### THE DATA ###

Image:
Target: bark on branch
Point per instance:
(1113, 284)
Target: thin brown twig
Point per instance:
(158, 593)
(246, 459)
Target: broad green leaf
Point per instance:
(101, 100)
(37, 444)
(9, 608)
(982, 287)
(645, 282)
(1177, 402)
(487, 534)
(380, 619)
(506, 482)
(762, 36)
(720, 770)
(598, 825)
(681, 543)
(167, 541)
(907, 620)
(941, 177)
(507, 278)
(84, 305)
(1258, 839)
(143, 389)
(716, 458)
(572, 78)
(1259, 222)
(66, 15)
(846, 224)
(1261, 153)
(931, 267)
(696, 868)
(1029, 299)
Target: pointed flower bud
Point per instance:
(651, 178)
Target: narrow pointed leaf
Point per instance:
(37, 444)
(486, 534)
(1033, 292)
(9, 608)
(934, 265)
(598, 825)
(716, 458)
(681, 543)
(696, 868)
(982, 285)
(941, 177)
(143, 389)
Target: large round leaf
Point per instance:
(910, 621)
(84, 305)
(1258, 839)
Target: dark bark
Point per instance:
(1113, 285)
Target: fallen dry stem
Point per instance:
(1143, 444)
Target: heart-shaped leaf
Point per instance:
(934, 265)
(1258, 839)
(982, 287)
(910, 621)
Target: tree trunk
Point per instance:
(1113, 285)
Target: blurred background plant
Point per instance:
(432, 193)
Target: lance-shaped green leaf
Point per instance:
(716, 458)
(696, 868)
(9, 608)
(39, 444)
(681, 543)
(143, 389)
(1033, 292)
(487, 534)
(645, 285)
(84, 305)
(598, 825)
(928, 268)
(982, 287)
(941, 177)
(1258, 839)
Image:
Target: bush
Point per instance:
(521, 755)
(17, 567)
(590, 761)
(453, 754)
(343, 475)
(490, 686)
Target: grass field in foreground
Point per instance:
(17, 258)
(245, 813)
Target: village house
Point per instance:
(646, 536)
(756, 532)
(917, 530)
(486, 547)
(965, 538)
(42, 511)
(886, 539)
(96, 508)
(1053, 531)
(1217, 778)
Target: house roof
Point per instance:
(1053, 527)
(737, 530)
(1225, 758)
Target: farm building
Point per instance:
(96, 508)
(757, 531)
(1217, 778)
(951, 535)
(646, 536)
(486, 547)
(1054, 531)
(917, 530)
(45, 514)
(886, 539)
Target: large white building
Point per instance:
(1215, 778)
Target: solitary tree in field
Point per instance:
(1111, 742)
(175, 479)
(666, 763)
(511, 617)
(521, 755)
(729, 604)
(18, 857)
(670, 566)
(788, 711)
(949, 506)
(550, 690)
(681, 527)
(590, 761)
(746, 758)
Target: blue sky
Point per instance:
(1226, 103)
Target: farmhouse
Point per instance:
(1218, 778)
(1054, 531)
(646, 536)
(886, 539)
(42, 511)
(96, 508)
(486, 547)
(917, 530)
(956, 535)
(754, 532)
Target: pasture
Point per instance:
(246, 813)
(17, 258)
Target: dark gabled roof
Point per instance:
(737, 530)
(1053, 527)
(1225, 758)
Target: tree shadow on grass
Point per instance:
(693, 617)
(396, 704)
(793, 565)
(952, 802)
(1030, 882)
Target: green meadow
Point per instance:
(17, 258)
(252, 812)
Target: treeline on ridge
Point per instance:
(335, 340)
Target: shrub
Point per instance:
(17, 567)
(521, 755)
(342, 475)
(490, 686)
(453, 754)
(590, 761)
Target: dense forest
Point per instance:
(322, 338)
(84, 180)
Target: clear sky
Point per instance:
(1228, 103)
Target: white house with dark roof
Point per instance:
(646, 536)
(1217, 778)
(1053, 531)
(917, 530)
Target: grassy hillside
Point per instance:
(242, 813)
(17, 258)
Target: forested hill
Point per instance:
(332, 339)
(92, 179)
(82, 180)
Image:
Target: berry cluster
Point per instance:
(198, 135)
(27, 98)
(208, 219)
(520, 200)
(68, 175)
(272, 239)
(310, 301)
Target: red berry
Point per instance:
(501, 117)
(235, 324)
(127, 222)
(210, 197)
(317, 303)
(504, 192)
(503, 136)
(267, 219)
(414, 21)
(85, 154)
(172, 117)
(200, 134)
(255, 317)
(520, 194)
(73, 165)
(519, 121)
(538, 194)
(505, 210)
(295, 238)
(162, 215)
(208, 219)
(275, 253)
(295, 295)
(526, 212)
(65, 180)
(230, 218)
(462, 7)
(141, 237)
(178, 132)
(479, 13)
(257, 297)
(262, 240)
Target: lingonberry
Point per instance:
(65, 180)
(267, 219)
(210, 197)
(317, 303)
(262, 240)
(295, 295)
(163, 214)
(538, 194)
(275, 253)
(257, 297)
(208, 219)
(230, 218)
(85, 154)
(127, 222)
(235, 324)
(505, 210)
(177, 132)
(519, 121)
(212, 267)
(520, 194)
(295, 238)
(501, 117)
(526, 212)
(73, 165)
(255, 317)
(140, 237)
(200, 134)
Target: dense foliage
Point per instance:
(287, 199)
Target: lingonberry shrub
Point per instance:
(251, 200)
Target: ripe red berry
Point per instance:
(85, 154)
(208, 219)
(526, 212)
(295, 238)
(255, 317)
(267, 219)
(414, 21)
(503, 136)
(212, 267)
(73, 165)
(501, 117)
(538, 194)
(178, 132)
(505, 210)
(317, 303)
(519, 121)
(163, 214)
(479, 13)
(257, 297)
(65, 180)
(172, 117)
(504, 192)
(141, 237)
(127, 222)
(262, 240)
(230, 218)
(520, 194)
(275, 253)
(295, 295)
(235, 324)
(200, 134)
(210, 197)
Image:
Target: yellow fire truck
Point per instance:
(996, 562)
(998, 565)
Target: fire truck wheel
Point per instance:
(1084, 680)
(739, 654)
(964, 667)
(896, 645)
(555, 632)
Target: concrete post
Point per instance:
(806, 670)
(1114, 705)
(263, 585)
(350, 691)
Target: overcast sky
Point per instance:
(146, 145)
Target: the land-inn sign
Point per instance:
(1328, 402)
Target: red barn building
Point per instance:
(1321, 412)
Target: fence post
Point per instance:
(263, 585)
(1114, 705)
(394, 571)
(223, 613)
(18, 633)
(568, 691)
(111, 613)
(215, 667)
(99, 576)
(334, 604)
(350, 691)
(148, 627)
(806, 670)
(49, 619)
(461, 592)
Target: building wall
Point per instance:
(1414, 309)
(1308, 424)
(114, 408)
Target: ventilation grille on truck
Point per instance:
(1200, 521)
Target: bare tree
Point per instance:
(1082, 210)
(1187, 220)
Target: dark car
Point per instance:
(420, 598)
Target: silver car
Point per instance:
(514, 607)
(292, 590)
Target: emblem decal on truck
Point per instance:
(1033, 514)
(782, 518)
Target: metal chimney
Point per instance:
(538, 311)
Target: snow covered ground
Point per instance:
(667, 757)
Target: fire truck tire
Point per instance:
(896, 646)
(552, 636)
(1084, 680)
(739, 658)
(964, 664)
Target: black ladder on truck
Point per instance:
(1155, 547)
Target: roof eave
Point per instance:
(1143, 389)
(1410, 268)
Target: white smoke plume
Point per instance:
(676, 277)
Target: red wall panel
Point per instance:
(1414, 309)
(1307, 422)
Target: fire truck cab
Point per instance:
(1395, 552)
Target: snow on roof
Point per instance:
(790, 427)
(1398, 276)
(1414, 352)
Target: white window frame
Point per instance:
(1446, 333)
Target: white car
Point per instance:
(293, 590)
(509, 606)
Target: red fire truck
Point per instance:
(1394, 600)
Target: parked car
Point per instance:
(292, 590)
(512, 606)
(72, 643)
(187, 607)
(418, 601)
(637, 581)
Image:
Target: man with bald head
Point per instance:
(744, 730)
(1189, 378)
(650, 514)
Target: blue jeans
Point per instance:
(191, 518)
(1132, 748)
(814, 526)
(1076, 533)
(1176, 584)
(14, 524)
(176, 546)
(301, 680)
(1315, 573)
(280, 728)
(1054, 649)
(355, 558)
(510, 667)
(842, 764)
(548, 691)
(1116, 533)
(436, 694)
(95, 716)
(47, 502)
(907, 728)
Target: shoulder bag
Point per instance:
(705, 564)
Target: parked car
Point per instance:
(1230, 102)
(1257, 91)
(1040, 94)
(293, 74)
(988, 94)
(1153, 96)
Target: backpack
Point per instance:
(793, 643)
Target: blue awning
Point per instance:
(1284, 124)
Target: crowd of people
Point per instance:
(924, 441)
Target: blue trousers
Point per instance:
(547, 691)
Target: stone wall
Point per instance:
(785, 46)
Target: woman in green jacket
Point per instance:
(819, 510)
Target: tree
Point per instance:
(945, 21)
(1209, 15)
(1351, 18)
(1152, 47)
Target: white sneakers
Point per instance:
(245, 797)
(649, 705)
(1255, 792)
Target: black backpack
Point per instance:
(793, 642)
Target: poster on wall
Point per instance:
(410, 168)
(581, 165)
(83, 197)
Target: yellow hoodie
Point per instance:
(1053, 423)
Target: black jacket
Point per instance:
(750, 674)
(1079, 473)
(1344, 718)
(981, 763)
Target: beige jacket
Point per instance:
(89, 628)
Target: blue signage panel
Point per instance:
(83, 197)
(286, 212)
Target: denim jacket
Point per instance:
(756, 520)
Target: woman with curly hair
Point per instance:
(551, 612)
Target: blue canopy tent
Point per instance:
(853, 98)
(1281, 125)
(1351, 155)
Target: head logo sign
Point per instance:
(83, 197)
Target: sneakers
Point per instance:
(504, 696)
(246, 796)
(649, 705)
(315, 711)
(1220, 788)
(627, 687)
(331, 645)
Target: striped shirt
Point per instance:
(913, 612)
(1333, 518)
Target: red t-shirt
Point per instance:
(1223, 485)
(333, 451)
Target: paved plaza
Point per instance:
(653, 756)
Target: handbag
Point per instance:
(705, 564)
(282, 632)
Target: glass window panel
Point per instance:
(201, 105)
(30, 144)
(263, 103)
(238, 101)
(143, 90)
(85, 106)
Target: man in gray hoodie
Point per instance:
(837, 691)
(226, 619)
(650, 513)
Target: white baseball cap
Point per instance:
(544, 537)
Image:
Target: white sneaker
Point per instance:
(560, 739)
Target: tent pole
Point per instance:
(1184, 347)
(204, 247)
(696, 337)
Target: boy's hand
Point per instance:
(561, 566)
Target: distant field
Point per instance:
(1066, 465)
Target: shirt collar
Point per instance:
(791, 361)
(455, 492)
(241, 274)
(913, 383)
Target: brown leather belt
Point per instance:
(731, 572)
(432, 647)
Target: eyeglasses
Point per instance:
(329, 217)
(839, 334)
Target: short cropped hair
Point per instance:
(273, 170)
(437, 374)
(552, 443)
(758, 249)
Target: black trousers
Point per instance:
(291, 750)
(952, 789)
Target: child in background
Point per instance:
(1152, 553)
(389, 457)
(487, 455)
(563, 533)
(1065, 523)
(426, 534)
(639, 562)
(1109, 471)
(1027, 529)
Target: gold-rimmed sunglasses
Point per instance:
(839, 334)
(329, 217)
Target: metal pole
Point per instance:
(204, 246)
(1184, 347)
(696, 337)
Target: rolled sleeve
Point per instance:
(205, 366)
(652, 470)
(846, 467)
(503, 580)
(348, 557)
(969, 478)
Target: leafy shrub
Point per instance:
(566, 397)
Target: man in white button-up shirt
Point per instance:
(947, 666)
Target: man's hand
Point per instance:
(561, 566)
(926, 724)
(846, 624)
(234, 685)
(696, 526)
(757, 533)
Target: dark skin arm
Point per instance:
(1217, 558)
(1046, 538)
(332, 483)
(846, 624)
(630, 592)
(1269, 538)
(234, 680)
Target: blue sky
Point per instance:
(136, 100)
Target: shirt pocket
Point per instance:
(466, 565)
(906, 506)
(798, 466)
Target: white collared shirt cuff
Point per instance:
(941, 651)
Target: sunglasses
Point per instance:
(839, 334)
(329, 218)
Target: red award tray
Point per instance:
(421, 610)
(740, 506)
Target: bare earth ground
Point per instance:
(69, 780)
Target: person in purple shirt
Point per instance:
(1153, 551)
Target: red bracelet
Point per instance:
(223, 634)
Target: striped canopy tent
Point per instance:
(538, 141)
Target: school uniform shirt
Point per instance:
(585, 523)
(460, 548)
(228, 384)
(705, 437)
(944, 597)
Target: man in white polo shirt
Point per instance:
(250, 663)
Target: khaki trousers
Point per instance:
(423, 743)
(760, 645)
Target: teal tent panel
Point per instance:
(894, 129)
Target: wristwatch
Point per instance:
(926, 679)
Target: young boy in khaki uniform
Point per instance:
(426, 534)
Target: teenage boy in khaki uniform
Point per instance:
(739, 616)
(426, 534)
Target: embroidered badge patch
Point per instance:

###

THE PROBLEM: Retype, without any changes, the lines starting with the line that contains "Target: bare tree" and going on through the line that contains "(1394, 600)", including both of those lines.

SOLVED PROBLEM:
Target: bare tree
Point per instance:
(1082, 210)
(1187, 220)
Target: dark car
Point per instance:
(420, 598)
Target: silver car
Point per instance:
(514, 607)
(292, 590)
Target: emblem decal on truck
Point per instance:
(1033, 514)
(782, 518)
Target: metal chimney
Point per instance:
(538, 311)
Target: snow covered ground
Point per instance:
(667, 757)
Target: fire truck tire
Point per instance:
(896, 646)
(552, 636)
(1084, 680)
(739, 658)
(964, 664)
Target: black ladder on truck
Point per instance:
(1155, 547)
Target: roof eave
Point per instance:
(1143, 389)
(1410, 268)
Target: white smoke plume
Point per instance:
(676, 277)
Target: red wall panel
Point per instance:
(1414, 309)
(1307, 422)
Target: fire truck cab
Point per instance:
(1395, 552)
Target: snow on roof
Point per instance:
(790, 427)
(1398, 276)
(1414, 352)
Target: white window frame
Point per instance:
(1446, 333)
Target: white car
Point per instance:
(293, 590)
(509, 606)
Target: red fire truck
Point per instance:
(1394, 600)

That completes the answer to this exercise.